Beginning with the line that contains "box: [119, 674, 156, 715]", output each line below exactly through the last one, both included, and nothing else.

§ **Data**:
=== Section Start ===

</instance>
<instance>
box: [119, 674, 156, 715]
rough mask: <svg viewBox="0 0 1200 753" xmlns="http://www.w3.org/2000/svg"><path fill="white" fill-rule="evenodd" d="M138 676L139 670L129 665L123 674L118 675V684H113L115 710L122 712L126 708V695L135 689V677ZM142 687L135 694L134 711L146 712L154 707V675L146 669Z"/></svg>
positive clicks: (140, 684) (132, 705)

=== Section End ===

§ **Answer to the problem**:
box: [119, 674, 156, 715]
rough mask: <svg viewBox="0 0 1200 753" xmlns="http://www.w3.org/2000/svg"><path fill="white" fill-rule="evenodd" d="M138 676L139 670L129 665L123 674L118 675V684H113L115 710L122 712L126 708V695L135 689V677ZM142 687L135 694L134 711L146 712L154 707V675L146 669Z"/></svg>
positive clicks: (140, 684) (132, 705)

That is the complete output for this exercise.